[Point placement records]
/---
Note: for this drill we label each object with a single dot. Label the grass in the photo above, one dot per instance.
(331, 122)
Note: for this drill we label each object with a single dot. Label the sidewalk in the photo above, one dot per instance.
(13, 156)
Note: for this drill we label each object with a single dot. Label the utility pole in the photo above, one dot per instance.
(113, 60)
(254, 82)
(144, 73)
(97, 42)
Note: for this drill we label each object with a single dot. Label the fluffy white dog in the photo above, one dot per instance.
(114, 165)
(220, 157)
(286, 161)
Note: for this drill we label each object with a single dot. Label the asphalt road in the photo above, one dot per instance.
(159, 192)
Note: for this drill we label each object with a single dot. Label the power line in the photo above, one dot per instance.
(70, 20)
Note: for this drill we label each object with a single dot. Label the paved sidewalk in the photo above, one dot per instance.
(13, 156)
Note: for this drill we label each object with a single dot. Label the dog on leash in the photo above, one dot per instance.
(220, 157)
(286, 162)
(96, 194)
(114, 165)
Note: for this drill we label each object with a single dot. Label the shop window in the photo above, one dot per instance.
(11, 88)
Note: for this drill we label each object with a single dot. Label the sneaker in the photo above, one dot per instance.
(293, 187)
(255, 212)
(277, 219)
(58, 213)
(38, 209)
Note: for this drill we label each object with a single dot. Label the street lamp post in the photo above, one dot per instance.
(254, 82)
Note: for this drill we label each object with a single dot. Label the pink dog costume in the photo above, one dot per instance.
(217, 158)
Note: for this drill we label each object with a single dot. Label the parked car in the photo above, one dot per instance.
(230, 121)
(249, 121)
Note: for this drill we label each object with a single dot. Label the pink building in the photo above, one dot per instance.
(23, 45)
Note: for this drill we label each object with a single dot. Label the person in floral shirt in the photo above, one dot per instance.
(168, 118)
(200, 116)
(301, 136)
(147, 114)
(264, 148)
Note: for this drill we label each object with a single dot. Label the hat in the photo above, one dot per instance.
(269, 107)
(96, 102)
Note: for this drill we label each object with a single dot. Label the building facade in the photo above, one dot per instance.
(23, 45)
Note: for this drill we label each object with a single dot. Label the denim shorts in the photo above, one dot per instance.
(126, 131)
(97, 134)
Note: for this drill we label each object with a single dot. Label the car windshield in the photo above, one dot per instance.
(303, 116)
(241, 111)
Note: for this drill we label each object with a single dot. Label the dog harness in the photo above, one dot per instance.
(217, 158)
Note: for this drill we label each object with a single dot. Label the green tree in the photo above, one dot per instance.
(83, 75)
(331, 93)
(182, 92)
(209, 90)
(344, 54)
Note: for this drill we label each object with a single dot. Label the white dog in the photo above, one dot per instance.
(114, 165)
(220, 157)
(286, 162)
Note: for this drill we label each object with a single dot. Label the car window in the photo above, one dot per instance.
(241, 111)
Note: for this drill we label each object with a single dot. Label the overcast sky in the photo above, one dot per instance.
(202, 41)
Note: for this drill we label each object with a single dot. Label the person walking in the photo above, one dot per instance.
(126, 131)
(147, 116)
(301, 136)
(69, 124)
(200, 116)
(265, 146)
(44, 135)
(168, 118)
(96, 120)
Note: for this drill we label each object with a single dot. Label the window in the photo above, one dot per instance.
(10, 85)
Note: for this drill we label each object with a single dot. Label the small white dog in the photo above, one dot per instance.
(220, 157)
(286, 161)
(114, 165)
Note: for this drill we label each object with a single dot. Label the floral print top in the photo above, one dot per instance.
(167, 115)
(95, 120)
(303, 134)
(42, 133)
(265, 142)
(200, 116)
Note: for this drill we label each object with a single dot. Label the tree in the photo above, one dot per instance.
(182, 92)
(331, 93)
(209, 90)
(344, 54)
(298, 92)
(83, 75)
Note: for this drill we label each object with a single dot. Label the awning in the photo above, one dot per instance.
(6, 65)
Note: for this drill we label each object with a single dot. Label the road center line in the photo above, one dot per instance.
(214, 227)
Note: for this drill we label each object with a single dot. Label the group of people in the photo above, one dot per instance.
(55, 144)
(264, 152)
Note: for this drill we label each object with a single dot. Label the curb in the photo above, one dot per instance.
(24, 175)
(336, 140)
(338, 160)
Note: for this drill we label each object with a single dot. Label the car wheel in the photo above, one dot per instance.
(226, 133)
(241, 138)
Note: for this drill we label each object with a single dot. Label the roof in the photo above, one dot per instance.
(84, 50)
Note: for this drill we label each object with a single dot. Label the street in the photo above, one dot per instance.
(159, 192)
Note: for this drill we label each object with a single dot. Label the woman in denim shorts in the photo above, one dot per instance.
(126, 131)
\---
/---
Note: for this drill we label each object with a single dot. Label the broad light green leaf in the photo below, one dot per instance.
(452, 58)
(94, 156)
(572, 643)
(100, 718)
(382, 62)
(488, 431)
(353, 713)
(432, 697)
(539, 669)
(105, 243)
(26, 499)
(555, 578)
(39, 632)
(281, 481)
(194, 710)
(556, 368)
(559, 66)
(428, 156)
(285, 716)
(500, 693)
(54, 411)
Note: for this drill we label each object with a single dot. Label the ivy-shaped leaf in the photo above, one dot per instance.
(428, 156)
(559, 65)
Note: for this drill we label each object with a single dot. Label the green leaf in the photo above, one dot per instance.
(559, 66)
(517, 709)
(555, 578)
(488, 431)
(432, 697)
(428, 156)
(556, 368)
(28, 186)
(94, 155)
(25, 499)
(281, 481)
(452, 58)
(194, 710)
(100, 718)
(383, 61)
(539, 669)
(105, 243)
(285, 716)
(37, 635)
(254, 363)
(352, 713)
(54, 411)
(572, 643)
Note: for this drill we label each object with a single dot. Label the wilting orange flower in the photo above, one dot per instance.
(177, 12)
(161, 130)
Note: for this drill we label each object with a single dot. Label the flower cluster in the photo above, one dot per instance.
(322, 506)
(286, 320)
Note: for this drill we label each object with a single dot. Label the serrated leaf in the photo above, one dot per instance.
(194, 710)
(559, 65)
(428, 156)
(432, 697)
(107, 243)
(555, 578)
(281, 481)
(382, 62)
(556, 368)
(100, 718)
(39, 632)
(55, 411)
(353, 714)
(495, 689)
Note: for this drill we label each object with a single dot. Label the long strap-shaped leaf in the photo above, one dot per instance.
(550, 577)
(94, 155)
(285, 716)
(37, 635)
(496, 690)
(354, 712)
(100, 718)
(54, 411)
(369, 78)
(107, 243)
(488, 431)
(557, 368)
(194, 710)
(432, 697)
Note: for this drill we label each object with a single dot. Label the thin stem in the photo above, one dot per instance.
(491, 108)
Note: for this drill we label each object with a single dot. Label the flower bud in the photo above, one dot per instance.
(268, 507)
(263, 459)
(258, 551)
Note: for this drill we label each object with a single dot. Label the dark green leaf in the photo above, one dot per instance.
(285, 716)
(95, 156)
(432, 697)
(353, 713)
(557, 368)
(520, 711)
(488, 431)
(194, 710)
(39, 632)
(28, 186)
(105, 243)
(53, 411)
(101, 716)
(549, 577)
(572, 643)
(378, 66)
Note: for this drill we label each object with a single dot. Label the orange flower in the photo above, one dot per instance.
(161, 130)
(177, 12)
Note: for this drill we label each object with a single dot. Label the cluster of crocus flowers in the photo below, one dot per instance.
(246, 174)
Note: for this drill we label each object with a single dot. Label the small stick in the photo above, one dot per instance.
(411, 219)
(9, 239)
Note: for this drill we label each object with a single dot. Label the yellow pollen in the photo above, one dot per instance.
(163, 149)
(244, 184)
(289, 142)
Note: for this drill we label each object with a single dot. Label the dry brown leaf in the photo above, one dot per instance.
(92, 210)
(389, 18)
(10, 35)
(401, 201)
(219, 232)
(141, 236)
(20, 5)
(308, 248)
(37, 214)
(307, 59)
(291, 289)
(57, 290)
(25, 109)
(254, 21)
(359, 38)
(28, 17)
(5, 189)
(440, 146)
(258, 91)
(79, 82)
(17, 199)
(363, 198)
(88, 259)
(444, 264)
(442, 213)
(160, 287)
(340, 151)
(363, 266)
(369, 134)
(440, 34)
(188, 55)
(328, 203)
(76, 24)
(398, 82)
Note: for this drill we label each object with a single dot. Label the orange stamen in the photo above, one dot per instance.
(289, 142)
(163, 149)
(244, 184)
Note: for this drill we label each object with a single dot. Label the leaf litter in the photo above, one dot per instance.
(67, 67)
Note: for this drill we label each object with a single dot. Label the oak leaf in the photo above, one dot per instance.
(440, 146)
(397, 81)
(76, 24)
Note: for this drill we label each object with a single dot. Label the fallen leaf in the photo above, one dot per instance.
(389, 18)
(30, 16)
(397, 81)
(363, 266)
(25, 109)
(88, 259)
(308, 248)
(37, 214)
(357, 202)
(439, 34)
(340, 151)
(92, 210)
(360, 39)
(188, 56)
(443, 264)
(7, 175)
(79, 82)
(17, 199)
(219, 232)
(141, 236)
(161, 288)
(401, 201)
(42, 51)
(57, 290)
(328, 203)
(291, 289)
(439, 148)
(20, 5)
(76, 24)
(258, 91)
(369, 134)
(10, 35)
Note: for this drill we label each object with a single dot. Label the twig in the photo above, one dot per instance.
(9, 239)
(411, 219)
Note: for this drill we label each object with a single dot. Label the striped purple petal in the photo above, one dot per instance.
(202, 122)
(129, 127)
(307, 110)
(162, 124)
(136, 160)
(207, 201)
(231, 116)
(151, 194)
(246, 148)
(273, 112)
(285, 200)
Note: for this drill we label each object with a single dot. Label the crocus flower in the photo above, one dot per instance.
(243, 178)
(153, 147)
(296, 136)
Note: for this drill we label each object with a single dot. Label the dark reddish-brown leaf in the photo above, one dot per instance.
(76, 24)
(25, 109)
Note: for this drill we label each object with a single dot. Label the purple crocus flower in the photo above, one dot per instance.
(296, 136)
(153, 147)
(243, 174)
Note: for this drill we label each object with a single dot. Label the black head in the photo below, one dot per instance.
\---
/---
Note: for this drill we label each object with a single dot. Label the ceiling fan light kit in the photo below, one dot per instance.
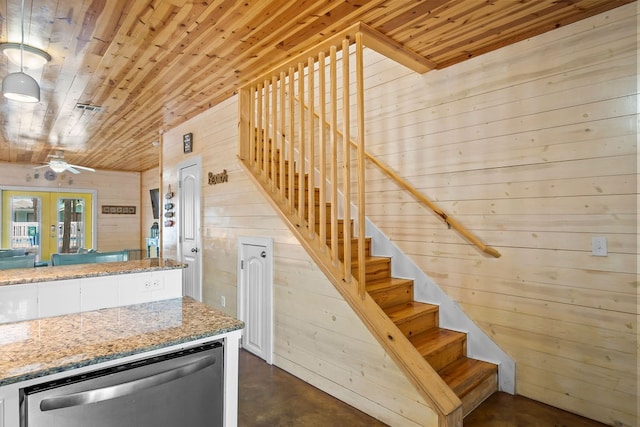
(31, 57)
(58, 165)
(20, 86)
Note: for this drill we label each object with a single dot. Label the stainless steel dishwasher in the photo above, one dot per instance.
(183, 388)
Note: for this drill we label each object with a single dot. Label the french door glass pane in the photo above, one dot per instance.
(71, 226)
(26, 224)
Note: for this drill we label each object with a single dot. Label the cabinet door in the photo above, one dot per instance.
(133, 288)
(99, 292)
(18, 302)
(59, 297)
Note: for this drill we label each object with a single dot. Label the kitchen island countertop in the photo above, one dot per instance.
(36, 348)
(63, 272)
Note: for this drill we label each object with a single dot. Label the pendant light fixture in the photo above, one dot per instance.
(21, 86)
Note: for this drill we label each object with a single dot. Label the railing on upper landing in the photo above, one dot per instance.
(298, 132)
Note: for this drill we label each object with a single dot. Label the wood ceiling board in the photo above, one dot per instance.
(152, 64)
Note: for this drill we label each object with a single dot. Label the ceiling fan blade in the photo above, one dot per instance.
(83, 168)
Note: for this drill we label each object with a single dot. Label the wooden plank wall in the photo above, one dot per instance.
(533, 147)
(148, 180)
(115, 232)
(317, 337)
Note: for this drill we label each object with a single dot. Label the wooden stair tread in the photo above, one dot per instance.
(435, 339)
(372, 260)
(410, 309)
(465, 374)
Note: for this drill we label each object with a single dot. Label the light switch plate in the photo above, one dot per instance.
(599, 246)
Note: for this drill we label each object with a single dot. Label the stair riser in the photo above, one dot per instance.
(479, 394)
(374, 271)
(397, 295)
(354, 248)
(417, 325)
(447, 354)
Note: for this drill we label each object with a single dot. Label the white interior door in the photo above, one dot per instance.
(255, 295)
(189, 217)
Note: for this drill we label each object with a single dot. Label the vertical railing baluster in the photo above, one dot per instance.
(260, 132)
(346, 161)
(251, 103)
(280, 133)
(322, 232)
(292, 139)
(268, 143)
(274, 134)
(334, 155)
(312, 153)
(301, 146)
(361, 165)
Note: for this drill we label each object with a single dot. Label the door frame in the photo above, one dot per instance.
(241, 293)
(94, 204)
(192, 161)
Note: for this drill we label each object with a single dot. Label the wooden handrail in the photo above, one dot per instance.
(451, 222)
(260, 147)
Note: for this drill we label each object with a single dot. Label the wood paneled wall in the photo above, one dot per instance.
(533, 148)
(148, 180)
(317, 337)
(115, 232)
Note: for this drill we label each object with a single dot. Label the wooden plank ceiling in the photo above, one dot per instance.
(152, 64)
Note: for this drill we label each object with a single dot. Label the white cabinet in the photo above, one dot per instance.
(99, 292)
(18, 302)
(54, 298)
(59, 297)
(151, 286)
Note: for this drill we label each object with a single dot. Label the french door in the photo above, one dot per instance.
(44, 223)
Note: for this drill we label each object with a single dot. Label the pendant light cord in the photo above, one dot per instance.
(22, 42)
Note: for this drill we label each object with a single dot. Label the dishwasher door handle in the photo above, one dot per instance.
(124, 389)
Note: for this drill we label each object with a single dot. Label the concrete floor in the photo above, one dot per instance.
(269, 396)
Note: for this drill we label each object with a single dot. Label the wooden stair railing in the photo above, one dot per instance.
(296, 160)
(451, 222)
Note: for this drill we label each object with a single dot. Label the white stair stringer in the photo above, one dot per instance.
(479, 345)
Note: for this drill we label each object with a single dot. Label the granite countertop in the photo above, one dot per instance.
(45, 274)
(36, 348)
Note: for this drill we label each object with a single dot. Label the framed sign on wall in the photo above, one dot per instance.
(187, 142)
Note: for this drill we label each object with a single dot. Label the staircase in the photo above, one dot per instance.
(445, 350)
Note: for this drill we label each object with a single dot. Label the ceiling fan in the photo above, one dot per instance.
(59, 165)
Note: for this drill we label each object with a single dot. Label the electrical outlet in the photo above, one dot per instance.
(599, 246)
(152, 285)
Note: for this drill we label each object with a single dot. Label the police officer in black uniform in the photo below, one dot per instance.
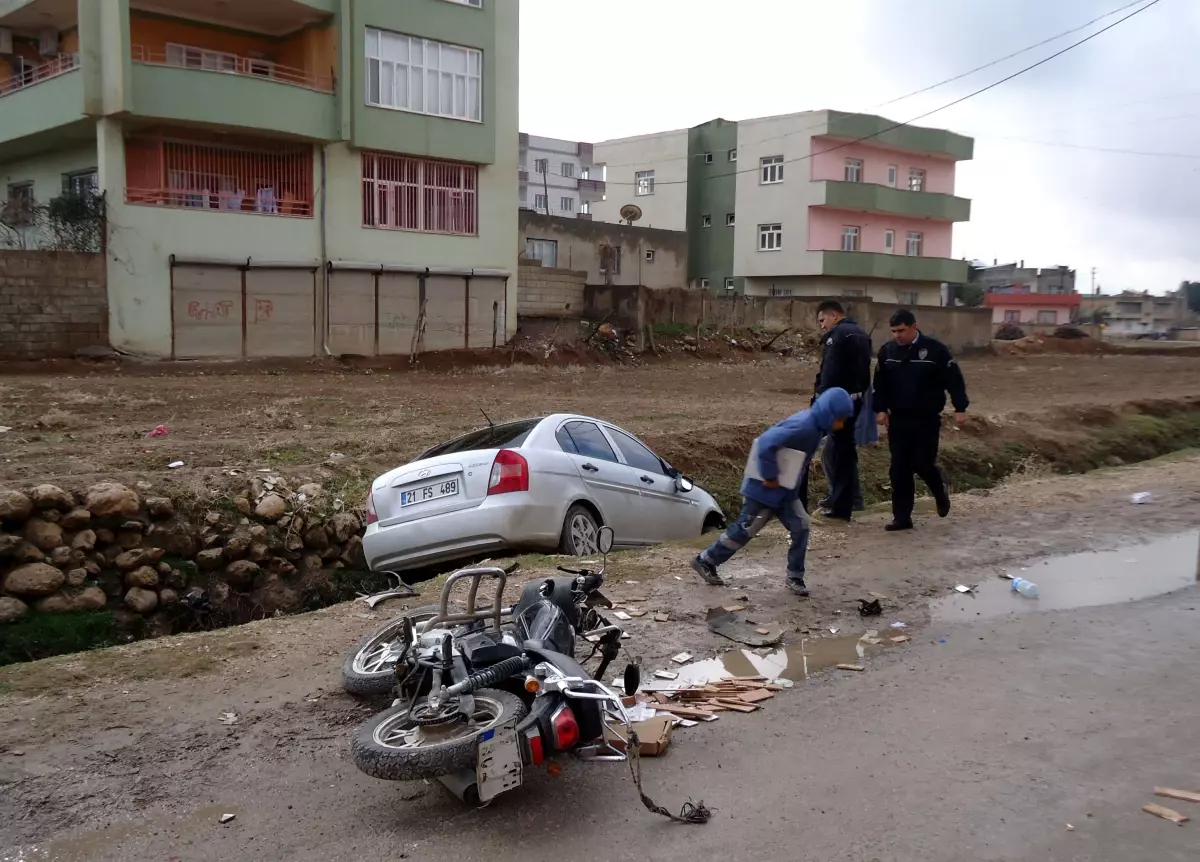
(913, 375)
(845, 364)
\---
Can you retype, word for word, the items that begin at the line containing "Label the leaf" and stop after the line containing "Label the black"?

[RESPONSE BELOW]
Note: for this drill we label each object with a single dot. Label the leaf litter in the photo above, one dot per instance.
(67, 67)
Note: for this drill we label each object with a single dot. Label the oak leaf in the photo above, one dot per instance.
(440, 146)
(397, 81)
(76, 24)
Note: for this drill we label each object with a single dot. Label the fallen leaf in the photo above, one dot per instance.
(389, 18)
(30, 16)
(397, 81)
(363, 266)
(25, 109)
(88, 259)
(308, 248)
(37, 214)
(357, 202)
(439, 34)
(340, 151)
(92, 210)
(360, 39)
(188, 56)
(443, 264)
(7, 175)
(79, 82)
(17, 199)
(219, 232)
(141, 236)
(161, 288)
(401, 201)
(42, 51)
(57, 290)
(328, 203)
(291, 289)
(439, 148)
(20, 5)
(76, 24)
(258, 91)
(369, 134)
(10, 35)
Note: for this drill we label each object with a single dot. Label the twig in the photo above, one dot per instance.
(9, 239)
(411, 219)
Note: for this drill we label each object with a single dot. Label the striped purple petal in the photo above, one dot per instance.
(202, 122)
(129, 127)
(307, 110)
(162, 124)
(136, 160)
(207, 201)
(231, 116)
(151, 194)
(246, 148)
(273, 112)
(285, 200)
Note: for this drill we label each object with a single dot. Label the crocus flower in the photo above, one dot per instance.
(243, 178)
(153, 147)
(296, 136)
Note: for this drill we label each object with a single dot. Label the dark reddish-brown leaf in the photo above, one dot per instance.
(76, 24)
(25, 109)
Note: for this drill we label each object with a single dot. Label the purple crocus flower in the photo above, one dot per instance.
(296, 136)
(153, 147)
(243, 174)
Note: for this drill we label each object with a single dot. Label the black head in the photo below, one dot per instance.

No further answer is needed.